> **WHAT YOU ARE ASKED TO DO**
Count how many lines in the items below contain the string "negative", with case taken into account. Report only that number.

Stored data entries
● ● ● ● ●
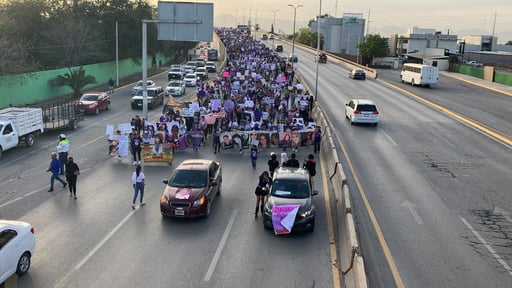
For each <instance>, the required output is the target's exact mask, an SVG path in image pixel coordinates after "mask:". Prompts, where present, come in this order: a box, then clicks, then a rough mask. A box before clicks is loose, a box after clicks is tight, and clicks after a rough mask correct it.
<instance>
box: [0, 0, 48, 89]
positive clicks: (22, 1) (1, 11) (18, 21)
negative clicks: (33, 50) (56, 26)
● ● ● ● ●
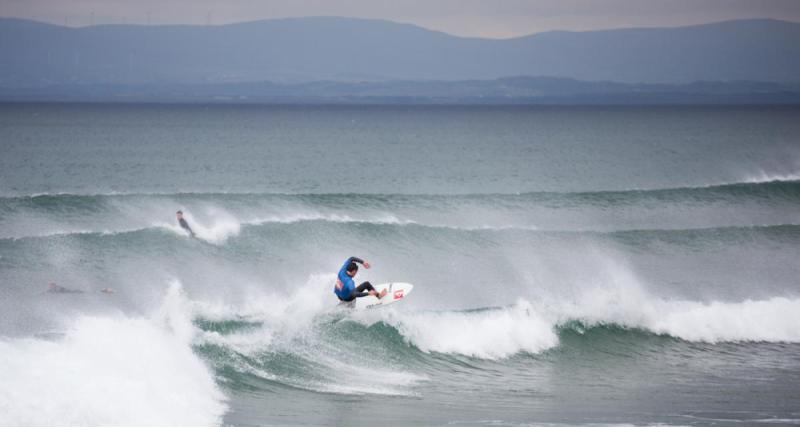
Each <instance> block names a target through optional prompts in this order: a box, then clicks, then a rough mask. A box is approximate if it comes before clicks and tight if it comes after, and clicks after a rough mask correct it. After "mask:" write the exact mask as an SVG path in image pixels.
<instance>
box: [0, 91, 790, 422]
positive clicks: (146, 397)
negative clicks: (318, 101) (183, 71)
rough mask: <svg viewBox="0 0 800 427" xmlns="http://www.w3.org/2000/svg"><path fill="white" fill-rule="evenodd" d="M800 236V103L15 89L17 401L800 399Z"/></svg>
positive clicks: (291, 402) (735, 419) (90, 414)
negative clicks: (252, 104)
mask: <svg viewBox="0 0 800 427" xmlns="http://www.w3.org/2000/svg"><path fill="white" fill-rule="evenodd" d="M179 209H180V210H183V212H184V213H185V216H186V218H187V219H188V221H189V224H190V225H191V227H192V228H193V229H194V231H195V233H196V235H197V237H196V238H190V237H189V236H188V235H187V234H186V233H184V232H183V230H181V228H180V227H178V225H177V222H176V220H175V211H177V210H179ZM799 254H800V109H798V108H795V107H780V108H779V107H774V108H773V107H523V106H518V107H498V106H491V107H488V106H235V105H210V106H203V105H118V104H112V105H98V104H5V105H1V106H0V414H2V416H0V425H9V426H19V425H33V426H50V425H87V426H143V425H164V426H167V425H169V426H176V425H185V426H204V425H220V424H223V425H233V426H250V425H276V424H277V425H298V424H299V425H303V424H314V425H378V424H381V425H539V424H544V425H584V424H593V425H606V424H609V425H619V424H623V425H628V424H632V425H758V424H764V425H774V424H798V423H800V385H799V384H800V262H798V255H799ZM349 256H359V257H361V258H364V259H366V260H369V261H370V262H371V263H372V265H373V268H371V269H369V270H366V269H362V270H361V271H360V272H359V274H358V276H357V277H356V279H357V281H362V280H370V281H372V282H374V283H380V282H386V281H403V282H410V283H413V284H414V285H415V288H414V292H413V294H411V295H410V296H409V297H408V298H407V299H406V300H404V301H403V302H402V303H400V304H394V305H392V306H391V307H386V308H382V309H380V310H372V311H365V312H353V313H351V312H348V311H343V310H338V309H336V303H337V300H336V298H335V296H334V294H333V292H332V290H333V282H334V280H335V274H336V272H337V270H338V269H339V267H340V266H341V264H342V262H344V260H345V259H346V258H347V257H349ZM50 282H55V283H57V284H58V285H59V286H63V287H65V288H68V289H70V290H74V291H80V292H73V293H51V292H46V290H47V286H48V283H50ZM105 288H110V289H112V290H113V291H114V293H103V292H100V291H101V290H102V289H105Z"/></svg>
● ● ● ● ●
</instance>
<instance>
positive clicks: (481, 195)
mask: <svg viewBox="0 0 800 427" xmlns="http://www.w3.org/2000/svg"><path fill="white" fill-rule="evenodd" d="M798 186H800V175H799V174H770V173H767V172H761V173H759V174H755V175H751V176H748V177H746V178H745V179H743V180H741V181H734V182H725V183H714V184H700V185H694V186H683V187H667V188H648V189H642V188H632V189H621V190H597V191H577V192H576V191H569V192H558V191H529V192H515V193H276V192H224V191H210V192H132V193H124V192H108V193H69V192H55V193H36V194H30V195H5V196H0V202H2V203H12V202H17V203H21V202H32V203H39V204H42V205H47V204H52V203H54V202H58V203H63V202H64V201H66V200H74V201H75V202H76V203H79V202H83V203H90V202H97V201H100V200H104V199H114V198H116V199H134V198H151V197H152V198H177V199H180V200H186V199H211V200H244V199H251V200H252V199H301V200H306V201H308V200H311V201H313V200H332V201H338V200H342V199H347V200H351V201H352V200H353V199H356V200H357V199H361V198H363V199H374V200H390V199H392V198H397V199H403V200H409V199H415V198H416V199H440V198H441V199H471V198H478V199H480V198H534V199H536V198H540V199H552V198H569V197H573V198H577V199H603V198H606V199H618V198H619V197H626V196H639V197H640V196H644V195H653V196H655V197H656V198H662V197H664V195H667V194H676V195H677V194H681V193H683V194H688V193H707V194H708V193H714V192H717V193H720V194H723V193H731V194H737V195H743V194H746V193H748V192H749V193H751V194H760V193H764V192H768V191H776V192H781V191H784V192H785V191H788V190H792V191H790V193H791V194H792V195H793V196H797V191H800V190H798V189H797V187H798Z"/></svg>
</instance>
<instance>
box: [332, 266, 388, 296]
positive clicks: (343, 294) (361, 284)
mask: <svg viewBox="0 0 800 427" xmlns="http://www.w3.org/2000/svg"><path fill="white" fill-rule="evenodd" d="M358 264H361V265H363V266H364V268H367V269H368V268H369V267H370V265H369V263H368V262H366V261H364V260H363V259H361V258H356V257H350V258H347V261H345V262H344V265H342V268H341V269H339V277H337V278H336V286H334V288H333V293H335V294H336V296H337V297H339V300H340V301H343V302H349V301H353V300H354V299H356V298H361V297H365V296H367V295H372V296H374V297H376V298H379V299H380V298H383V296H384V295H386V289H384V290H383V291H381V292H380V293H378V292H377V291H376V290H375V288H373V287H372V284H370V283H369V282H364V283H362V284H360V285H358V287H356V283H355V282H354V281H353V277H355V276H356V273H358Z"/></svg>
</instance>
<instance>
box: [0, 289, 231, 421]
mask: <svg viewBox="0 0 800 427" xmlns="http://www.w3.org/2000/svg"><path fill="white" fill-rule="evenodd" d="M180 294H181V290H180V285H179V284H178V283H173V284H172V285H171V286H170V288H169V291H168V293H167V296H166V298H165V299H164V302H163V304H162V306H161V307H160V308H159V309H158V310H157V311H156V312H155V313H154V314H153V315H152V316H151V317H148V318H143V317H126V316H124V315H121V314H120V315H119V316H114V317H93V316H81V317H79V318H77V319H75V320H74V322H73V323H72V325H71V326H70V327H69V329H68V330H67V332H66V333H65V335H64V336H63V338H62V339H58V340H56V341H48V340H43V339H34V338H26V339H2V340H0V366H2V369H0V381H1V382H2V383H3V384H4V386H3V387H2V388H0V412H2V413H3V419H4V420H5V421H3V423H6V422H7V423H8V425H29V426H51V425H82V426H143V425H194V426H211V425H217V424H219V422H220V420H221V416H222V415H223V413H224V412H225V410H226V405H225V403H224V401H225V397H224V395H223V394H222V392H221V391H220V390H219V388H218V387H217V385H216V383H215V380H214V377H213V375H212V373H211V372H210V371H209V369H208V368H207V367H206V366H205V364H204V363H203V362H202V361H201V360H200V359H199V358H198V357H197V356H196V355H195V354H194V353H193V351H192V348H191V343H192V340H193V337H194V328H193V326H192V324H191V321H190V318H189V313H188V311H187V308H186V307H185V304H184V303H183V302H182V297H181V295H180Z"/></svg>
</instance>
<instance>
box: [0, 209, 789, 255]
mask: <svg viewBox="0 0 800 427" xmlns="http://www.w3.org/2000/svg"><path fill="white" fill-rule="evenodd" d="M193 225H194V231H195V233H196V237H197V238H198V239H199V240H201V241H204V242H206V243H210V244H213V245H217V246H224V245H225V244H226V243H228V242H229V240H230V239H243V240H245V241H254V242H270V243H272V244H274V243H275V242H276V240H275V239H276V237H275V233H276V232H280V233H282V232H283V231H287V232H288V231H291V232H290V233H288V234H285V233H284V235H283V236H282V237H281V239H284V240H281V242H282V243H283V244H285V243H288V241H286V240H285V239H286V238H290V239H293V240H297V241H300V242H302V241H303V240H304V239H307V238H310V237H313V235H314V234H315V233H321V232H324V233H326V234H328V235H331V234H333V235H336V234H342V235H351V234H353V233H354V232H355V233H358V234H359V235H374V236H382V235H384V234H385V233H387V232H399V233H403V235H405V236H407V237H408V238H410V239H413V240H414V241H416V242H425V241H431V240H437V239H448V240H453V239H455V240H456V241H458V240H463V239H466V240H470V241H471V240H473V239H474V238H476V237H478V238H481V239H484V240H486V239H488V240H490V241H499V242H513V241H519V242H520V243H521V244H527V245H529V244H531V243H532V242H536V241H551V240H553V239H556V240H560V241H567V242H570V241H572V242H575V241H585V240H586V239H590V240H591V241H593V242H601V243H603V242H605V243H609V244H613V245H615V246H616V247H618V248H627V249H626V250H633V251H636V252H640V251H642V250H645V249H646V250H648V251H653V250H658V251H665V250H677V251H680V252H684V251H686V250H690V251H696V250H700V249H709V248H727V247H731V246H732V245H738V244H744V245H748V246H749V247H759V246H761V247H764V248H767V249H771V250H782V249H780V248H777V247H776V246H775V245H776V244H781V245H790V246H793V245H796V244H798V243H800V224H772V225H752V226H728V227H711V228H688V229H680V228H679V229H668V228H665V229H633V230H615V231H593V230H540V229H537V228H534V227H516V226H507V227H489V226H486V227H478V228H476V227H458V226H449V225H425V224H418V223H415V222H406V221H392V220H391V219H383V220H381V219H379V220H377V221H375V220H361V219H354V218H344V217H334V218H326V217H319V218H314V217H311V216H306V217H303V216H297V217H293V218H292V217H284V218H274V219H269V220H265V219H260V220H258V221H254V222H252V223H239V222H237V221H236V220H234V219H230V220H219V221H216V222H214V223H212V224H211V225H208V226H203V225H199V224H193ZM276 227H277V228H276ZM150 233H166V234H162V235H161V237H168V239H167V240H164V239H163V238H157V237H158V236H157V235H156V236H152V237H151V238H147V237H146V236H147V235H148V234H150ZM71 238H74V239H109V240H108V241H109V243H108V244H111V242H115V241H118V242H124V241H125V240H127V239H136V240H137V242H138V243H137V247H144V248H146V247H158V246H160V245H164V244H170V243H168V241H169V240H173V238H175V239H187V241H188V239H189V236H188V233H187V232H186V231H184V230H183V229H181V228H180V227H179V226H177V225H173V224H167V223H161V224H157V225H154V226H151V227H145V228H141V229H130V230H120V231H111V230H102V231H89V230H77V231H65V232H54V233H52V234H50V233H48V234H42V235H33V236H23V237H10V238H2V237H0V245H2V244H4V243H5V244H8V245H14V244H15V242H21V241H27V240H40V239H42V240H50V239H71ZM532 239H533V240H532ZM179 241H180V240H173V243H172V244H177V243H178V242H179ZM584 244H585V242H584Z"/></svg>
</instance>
● ● ● ● ●
> **EXERCISE OUTPUT**
3